A metà del diciassettesimo secolo le Province Unite (più o meno l’Olanda di oggi) erano la potenza egemone del sistema capitalista mondiale, che allora era geograficamente più limitato. In seno a tale sistema mondiale erano il paese più ricco con le imprese industriali più efficienti. Dominavano il commercio e la finanza di tale sistema mondiale. Avevano l’esercito più forte.

Poi iniziò il loro declino come potenza egemone. E uno dopo l’altro persero ciascuno di tali vantaggi. Per salvare quanto più possibile divennero il socio minore della Gran Bretagna, un’aspirante egemone. Il vantaggio che si tennero stretto più a lungo fu il dominio finanziario. Lo conservarono sino al decennio 1780-90. A quel punto si sarebbe potuto scrivere un articolo intitolato: “Post Olanda: quanto conta?”

== == ==

COMPITO RICHIESTO 1 – Riscrivi la parte del brano sull'egemonia olandese che parte da "A metà del diciassettesimo" e prosegue fino a "l’esercito più forte.", mettendo "Repubbliche Unite" al posto di "Province Unite".
COMPITO RICHIESTO 2 – Riporta senza modifiche le righe dei record, partendo dalla riga con "Could you please put a dot on the metal" e proseguendo fino alla riga con "column 375, row 239", entrambe incluse.
Il brano e i record non hanno alcun legame tra loro.

Record di posizionamento dei punti:
== == ==

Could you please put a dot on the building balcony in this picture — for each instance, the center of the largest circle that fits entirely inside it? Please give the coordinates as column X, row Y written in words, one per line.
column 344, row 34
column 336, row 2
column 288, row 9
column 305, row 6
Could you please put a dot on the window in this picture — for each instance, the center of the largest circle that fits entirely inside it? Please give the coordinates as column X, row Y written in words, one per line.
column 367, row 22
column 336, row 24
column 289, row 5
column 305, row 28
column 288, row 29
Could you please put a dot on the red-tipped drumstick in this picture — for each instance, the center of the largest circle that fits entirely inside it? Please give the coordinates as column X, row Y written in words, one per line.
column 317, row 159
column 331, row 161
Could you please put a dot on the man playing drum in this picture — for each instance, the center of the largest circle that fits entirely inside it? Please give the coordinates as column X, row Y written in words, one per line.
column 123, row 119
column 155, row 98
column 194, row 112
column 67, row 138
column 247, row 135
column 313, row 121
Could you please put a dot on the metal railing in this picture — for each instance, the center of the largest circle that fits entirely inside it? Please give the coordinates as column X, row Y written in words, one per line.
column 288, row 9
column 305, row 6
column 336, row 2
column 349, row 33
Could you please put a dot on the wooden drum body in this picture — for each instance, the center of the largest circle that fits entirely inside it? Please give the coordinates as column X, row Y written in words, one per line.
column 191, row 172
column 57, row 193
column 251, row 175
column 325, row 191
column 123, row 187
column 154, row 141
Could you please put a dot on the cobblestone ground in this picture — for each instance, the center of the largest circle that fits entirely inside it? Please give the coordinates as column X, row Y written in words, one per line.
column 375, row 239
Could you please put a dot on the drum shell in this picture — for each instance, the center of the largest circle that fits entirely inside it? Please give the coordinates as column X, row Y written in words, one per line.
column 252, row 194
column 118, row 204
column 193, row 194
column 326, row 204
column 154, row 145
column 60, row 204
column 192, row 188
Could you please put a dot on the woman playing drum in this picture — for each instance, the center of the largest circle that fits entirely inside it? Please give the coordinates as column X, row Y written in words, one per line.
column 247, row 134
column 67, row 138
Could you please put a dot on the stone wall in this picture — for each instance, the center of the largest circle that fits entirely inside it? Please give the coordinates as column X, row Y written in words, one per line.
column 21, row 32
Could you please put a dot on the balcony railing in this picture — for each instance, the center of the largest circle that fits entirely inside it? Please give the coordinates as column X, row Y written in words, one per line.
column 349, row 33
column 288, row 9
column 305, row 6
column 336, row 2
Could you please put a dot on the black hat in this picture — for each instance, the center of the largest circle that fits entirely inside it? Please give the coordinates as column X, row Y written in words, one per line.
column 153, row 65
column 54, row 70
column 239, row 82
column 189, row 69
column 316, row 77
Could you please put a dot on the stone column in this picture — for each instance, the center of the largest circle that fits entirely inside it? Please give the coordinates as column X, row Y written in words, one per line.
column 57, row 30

== == ==

RISPOSTA 1 –
A metà del diciassettesimo secolo le Repubbliche Unite (più o meno l’Olanda di oggi) erano la potenza egemone del sistema capitalista mondiale, che allora era geograficamente più limitato. In seno a tale sistema mondiale erano il paese più ricco con le imprese industriali più efficienti. Dominavano il commercio e la finanza di tale sistema mondiale. Avevano l’esercito più forte.

RISPOSTA 2 –
Could you please put a dot on the metal railing in this picture — for each instance, the center of the largest circle that fits entirely inside it? Please give the coordinates as column X, row Y written in words, one per line.
column 288, row 9
column 305, row 6
column 336, row 2
column 349, row 33
Could you please put a dot on the wooden drum body in this picture — for each instance, the center of the largest circle that fits entirely inside it? Please give the coordinates as column X, row Y written in words, one per line.
column 191, row 172
column 57, row 193
column 251, row 175
column 325, row 191
column 123, row 187
column 154, row 141
Could you please put a dot on the cobblestone ground in this picture — for each instance, the center of the largest circle that fits entirely inside it? Please give the coordinates as column X, row Y written in words, one per line.
column 375, row 239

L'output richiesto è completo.